EXERCISE DETAILS.
Reformat the lines from the one containing "Find the white" through the end of the records, both included, as a numbered list without blank lines.

#####

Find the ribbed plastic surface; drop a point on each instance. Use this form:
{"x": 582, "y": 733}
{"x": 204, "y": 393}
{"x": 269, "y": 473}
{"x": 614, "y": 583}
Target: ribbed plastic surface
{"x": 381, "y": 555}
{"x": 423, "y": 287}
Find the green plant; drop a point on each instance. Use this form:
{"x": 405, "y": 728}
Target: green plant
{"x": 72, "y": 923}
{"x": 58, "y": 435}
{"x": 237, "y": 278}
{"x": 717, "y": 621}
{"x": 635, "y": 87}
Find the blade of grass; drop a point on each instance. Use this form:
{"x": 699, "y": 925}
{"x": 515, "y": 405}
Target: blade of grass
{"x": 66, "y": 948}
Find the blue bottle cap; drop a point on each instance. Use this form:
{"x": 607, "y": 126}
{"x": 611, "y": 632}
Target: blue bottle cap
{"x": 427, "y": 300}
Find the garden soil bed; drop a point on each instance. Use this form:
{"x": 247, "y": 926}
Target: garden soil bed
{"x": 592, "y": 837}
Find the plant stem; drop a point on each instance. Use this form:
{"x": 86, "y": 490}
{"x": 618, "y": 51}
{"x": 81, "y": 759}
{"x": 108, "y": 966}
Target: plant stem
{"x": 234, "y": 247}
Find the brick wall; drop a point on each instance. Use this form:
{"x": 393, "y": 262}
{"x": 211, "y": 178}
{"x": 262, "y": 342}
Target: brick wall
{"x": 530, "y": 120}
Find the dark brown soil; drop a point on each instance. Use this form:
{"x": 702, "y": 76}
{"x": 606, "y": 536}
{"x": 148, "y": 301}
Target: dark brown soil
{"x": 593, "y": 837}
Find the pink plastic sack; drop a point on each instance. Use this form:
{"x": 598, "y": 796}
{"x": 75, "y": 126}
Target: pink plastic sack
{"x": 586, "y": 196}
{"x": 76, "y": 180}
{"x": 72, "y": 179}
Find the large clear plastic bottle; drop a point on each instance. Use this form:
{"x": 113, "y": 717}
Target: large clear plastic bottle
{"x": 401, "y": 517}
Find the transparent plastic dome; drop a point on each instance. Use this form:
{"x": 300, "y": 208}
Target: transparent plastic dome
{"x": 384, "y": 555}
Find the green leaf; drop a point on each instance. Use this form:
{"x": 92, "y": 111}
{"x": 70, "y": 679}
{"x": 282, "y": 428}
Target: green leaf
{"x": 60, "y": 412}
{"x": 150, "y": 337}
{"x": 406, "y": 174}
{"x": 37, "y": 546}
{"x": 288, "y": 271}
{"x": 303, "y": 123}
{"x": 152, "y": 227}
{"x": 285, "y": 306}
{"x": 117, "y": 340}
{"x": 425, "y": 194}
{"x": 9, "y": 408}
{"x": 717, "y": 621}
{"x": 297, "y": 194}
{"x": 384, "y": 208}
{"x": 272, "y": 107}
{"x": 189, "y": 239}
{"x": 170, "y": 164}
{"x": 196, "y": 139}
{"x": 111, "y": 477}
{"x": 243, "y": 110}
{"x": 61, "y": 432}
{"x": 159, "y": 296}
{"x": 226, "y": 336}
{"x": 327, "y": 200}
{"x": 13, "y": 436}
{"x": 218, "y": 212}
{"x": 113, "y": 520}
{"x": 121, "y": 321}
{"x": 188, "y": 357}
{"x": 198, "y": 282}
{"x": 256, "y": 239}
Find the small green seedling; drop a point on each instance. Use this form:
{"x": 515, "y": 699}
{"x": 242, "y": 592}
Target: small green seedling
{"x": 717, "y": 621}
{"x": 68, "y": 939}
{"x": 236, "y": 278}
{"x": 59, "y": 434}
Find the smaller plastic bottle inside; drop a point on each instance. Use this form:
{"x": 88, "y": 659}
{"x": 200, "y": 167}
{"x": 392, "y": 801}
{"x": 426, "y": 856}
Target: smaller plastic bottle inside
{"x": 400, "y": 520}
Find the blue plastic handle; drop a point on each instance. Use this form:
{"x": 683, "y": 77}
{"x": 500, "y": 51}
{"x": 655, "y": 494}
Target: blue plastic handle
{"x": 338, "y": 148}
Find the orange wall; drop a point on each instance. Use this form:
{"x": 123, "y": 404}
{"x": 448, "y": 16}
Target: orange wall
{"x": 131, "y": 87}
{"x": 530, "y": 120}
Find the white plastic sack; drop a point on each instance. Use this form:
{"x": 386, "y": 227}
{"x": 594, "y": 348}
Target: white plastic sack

#####

RESULT.
1. Find the white plastic sack; drop a point on each instance. Use this form:
2. {"x": 386, "y": 227}
3. {"x": 594, "y": 348}
4. Target: white plastic sack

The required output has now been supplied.